- Extrait présenté -
Il s’agit de plusieurs variétés de racines enfilées en collier. Certains sont de la taille d’un doigt, d’autres comme l’avant bras. En cas de besoin, on râpe ces racines avec une pierre que l’on lèche directement. Sinon on applique la poudre sur le front, le dos ou la nuque… On peut aussi recueillir la poudre dans une assiette pour faire une décoction, et ensuite la boire.

Vo :

Râper les ody du torihesy, mélanger la poudre avec de l’huile qu’on enveloppe dans du lambarano, la toile de Bengale bleue. Accrochée autour du cou, cette amulette protège des incidents inopinés.

Mohara :

Talisman préservatif que l’on porte dans l’extrémité d’une corne de zébu. Richement décoré de perles pour faire impression, la corne contient un mélange de plantes médicinales incinérées et de poudre de tohiresy. Le tout sera recouvert d’huile. Afin de les sacraliser, toutes ces préparations seront embaumées avec du Ramy, gomme issue d’un grand arbre. (encens blanc d’Afrique)

LES VARIETES DE ODY ET LEURS UTILISATIONS :

Au commencement, grâce à la générosité du fils du CREATEUR, les ody étaient uniquement destinés à la guérison et au soulagement des douleurs. On les nommera aussi « Fanàla » afin de les différencier des « Mosavy » ou « Vorika » que sont les ody maléfiques, inventés ultérieurement par certains individus malintentionnés.

Les différents Mosavy et leurs usages :

Raihelatse : Ody maléfique visant les femmes enceintes, responsable d’évanouissement et de vision (éclair ou miroitement) après l’accouchement.

Tsitrabalimatsaka : Ody maléfique causant une mort subite, aussi prompt que la durée d’une corvée d’eau. (mourir avant d’être de retour de la source)

Variritse : Ody maléfique entraînant la mort pendant qu’on cuisine, ou en fin de cuisson du riz. (il n’y a plus d’eau de cuisson du riz)

Somondraravaky : Ody maléfique visant les jeunes que l’on convoite (jeune fille désirable).

Barikatapaka : Ody maléfique pouvant toucher tout le monde, quel que soit l’âge ou la catégorie sociale. Il se manifeste par des courbatures dans le dos et de « points de côté. » Le malade manifeste sa douleur par des complaintes (comme une barrique sectionnée).

Maolalava : Ody maléfique sans issue fatale mais, au début, responsable de perte de mémoire et de divagation (longue maladie mentale) enfin, se terminant par une tétanie.

Mandriko : Poison appliqué aux projectiles aggravant les blessures et amplifiant la détonation (du temps où les Bara détenaient fusils et sagaies).

Gagamañoaka : Les victimes de cet Ody maléfique coassent comme des corbeaux.

- Liste des enregistrements -
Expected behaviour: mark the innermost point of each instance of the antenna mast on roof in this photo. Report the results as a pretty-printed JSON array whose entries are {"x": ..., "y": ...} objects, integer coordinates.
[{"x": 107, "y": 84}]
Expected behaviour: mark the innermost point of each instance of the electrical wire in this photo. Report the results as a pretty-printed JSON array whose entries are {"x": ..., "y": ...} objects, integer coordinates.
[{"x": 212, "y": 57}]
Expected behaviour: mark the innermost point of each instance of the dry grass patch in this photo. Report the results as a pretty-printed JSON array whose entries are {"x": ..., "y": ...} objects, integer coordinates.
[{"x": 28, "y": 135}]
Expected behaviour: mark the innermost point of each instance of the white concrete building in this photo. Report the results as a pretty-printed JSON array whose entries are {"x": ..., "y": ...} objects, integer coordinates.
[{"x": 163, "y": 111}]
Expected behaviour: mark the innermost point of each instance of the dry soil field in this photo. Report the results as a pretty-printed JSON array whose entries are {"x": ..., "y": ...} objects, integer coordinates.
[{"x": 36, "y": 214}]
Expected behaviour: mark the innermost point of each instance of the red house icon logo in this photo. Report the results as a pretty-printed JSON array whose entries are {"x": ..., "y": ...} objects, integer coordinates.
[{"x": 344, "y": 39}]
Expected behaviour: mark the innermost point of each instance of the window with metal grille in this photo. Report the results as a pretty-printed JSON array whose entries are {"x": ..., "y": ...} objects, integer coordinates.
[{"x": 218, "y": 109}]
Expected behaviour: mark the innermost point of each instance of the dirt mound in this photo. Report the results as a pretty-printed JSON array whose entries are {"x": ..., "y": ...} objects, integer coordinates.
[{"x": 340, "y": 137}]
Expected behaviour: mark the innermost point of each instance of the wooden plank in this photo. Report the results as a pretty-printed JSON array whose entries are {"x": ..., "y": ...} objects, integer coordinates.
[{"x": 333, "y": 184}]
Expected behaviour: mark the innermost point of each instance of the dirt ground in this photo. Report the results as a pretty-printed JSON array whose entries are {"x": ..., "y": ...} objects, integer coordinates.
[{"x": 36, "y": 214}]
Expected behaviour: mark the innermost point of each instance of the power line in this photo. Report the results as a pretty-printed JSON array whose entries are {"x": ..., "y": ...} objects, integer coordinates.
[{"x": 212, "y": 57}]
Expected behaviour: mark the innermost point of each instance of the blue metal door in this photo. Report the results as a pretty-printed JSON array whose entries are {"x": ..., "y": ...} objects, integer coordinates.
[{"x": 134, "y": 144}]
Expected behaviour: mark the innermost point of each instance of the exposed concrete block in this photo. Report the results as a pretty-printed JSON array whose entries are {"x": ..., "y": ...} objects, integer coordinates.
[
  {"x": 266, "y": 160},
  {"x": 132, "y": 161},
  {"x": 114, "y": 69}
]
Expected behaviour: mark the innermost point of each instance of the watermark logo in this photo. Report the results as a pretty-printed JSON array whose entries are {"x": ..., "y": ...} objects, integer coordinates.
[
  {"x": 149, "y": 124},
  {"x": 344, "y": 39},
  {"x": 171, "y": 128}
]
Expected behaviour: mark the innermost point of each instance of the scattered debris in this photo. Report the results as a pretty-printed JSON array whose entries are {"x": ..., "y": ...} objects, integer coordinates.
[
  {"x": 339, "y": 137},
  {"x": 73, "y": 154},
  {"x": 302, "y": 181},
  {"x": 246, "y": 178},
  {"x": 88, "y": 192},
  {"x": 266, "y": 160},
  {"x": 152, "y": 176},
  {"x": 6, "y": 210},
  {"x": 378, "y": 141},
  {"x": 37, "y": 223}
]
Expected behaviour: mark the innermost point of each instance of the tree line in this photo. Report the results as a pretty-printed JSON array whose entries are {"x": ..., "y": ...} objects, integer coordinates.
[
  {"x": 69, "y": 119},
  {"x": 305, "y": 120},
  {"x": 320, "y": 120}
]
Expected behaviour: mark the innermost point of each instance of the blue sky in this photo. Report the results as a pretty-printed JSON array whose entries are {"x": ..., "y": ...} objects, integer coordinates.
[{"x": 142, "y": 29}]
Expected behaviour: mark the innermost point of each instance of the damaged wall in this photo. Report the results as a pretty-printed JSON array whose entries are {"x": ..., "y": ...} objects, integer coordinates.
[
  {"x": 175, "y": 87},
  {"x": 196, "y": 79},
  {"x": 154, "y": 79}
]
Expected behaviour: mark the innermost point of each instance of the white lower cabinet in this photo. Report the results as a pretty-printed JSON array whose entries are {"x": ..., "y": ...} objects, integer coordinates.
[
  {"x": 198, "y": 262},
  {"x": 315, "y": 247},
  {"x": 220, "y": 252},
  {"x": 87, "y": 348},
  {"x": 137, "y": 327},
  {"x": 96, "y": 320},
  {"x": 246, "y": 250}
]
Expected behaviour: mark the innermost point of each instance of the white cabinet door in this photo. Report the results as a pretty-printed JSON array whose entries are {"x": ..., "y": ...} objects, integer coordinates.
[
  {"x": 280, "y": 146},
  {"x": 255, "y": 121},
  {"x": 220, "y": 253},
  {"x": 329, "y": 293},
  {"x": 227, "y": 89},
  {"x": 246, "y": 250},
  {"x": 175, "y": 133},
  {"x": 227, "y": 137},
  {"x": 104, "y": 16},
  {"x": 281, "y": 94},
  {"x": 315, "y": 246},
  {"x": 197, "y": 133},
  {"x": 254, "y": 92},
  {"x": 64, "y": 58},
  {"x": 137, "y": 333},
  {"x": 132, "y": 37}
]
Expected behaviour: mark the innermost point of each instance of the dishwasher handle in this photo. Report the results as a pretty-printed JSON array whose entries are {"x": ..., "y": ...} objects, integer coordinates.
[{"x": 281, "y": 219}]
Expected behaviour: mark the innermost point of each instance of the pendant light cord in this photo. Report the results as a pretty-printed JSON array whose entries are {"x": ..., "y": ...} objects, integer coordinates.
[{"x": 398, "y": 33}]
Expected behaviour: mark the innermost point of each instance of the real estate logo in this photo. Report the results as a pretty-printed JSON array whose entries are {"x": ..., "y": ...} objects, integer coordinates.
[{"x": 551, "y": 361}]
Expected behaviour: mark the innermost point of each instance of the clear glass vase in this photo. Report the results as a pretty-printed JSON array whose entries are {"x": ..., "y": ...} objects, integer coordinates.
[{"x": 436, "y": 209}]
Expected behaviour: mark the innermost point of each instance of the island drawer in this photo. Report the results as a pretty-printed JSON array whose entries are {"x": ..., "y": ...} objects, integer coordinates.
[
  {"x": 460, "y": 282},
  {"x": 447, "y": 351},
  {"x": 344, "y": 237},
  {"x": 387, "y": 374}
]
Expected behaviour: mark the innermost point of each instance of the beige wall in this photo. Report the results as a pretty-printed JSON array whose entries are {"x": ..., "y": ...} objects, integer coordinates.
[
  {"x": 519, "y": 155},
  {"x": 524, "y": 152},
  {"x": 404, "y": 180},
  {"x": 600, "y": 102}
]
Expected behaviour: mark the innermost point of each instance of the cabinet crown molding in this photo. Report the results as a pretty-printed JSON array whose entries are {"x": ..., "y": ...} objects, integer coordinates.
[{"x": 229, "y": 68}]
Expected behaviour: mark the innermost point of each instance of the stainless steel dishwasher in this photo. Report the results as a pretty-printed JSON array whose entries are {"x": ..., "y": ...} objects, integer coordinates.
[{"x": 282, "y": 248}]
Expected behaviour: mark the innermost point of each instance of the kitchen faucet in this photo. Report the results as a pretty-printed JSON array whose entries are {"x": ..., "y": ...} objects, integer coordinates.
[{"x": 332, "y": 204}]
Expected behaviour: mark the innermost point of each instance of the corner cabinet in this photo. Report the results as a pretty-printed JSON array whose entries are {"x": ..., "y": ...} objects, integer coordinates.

- Consigne de l'exercice -
Recopiez le passage de l'extrait sur les ody qui va de « Raihelatse : Ody » jusqu'à « de la source) » inclus.

- Corrigé de l'exercice -
Raihelatse : Ody maléfique visant les femmes enceintes, responsable d’évanouissement et de vision (éclair ou miroitement) après l’accouchement.

Tsitrabalimatsaka : Ody maléfique causant une mort subite, aussi prompt que la durée d’une corvée d’eau. (mourir avant d’être de retour de la source)